=== Belge ===

Mlliyet Milliyet Blog Milliyet Blog
 
Facebook Connect
Blog Kategorileri
 

23 Mayıs '15

 
Kategori
TV Programları
 

TV yayınlarının toplum psikolojisi üzerindeki korkunç etkisi

TV yayınlarının toplum psikolojisi üzerindeki korkunç etkisi
 

Sayın TV yöneticileri, zaten ruh sağlığı alt-üst olmuş bu topluma durmadan sunduğunuz kabadayı kahraman tiplemeleri yüzünden millet sonunda şizofren oldu, sokakta kavganın şekli itişip-kakışmaktan çıkıp, birbirini acımasızca öldürmeye dönüştü.

Ben ilk defa Türkiye'de esen Kurtlar Vadisi fırtınasını duyduğumda, o zamanlar zor da olsa aradım taradım internetten diziyi buldum oturdum ilk birkaç bölümünü izleyip, dehşete düştüm. O sıralar dünyanın bir bucağındaydım, Alaska'da. Yine de memleketimin beğenileri eski bir gazeteci olarak ilgimi çektiği için bu takipleri yaptım.

Fakat Kurtlar Vadisi'nde fazla duramadım. Çanakkale savaşında bile bu kadar kurşun atılmamıştır! O birkaç bölümü izlerken bile, kurşunlardan bir tanesi bana isabet edecek diye tedirgin oldum. Ama bir şeyi eleştirmek için onu iyi incelemek gerektiğine inandığım için, bu dizinin birkaç bölümüne bu nedenle katlandım.

Başka diziler de baş tacı oldu, onlara da baktım. Türk halkı kah kanser hastasına ağladı, kah kabadayıları baş tacı yaptı, kah tecavüzcünün tekine aşık oldu (lütfen inkar etmeyin, "Fatmagül'ün Suçu Ne" dizisinde Türkiye'nin en az yarısı o kılıksız tecavüzcüye aşık olmadı mı?), kah mafya babalarına alkış tuttu!

Günün birinde Türk toplumu bu dizileri öyle bir şizofren şekilde izler oldu ki, gerçeği, hayalden ayıramayıp, dizide ölen karakterlere sela okutup, cenaze namazı kıldı. Öte yandan, mafya filmlerine kendini kaptıran birkaç manken bozuntusu, "manken olmasaydım, mafya anası olurdum" gibi ipe-sapa gelmez açıklamalarda bulundu.

=== Kayıt Listesi ===

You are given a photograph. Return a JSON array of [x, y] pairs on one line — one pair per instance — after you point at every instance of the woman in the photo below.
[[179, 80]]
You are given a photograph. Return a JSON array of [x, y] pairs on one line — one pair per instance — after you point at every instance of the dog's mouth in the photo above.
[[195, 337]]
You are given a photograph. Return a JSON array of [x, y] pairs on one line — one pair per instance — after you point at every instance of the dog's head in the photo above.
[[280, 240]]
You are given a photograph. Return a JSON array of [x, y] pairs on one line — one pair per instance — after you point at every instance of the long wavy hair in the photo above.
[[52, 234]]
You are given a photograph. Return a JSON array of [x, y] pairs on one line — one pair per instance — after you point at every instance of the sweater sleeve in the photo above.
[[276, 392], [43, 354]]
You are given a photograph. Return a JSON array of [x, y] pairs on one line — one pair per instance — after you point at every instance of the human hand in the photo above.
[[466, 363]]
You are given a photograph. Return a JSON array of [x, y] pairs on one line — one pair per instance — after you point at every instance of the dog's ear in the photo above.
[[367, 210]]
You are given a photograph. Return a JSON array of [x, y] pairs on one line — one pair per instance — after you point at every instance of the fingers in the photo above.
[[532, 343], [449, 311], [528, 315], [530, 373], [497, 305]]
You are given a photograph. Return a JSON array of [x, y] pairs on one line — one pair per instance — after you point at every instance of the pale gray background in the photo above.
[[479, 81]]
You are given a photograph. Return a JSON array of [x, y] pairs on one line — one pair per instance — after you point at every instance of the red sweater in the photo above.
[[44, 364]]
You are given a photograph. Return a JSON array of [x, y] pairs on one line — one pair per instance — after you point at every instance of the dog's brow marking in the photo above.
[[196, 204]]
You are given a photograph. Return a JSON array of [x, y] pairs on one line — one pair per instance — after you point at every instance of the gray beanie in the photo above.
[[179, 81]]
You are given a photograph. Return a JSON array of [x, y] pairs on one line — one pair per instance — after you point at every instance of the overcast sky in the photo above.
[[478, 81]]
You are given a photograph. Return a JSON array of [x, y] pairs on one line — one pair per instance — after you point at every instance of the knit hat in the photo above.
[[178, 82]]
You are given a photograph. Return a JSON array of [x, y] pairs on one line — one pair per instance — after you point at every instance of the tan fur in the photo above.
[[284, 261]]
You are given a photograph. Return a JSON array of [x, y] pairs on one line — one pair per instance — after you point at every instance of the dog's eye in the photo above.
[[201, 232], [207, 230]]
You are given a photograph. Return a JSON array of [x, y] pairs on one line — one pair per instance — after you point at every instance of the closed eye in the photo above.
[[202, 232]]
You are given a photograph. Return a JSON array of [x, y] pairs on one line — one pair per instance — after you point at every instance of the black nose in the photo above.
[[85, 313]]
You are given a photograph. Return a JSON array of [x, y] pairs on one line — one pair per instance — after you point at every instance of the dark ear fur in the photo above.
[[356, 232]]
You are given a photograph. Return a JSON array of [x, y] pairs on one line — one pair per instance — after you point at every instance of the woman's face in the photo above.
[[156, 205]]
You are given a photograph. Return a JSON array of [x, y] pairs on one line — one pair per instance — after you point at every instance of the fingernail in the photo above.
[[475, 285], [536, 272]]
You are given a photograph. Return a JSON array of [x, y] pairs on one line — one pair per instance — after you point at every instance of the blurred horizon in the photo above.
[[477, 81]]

===

**İstenenler**:
1. TV dizileri üzerine yazıya göre, yazar Kurtlar Vadisi'ni ilk duyduğunda hangi yerdeydi?
2. TV dizileri üzerine yazıdaki "O birkaç bölümü izlerken bile, kurşunlardan bir tanesi bana isabet edecek diye tedirgin oldum." cümlesini lütfen İngilizceye çevirin.
3. TV dizileri üzerine yazıyı son cümlesinden sonra sürdürün.

**Yazılı Yanıtlar**:
1. Alaska'daydı.

2. Even while watching those few episodes, I was uneasy that one of the bullets would hit me.

3.
Kimse tehlikenin farkına varmadı aslında. TV karşısında hipnoz olan Türk toplumu, yavaş yavaş şekil değiştirmeye başladı. Öz benliğinden, kimliğinden, kültüründen, en kötüsü vicdanından uzaklaşarak, her biri kendi olmak yerine, kalpsiz dizi-film kahramanlarına dönüştü.

Ben eski bir ajans muhabiriyim. 1980'li yılların son yarısında çalışmaya başladım. Genç bir gazeteci olarak kimi zaman haber bulmakta zorlanırdım. Sevgili büyüklerim bana şunu tavsiye ederdi, "sen ajans muhabirisin, bu memlekette bir taş yerinden oynasa haberdir!" İnanın zaman zaman öyle eften-püften haberlere imza attım ki. En çok da dolandırıcı üfürükçü teyzelere altın kaptıran saf ev kadınlarıydı yaptığım haberler. Ya da intihara teşebbüs edip, son dakikada ölmekten korkup soluğu hastanenin acilinde alan genç kızlar. Eve hırsızlığa girenler bile, bekçi amcadan korkup teslim olurdu o zamanlar. Ne masum, ne güzel, ne güvenli bir ülkeydik...

Çünkü mahallemizin Perihan Ablası vardı, en sabıkalısının bile horoz dövüşçülüğünden ileri gitmediği, fabrikatörün bile orta halli insanlarla aynı apartmanı, aynı mahalleyi paylaştığı Bizimkiler, aşkı en saf şekilde anlatan Fadime ile Temel, babaların babası mafya babası değil, Süper Baba idi! Onlar hep altın kalpliydi! Ne güzeldi...

Fakat şimdi bakıyorum, başım dönüyor haberleri okurken. Aynı gün iki polis memuru iki değişik şehirde cinnet getiriyor. Biri intihar ediyor, öbürü intihar etmeden evvel ailesini de kendi ile birlikte öldürüyor. Tecavüz ediyorlar, kadının ellerini ayaklarını kesiyorlar, yakıyorlar. 80 yaşındaki nineye tecavüz ediyorlar. Evine hırsızlık için girdikleri insanların sadece mallarını değil, canlarını da alıyorlar! Kavga çıkıyor, hiç acımadan yaşına bakmadan genç bir adam kavgayı ayırmaya çalışan bir öğretmeni yere düşürüp kafasına atabileceği en acımasız, en güçlü tekmeyi savuruyor!

Bütün bunlara sebep, televizyonlarda yayınlanan ve insanları birbirinden nefret ettiren, en iyi kavga edenin baş tacı edildiği, en çok aşağılayanın sevildiği yarışma ve eğlence programlarının yanı sıra, en çok adam öldüren, en acımasız katillerin kahramana dönüştürüldüğü TV dizileridir.

Toplumu topluma kırdıran bu yayınların bir an evvel acil bir şekilde yayından kaldırılması en büyük dileğim. İnsanların birbirine hiçbir tahammülü kalmadı. Nefret almış başını gidiyor. Türkiye'de yaşanan bu akıl tutulmasının seri-sebebi kişilerin kendilerine örnek aldıkları yarışmacı ya da dizi kahramanlarıdır.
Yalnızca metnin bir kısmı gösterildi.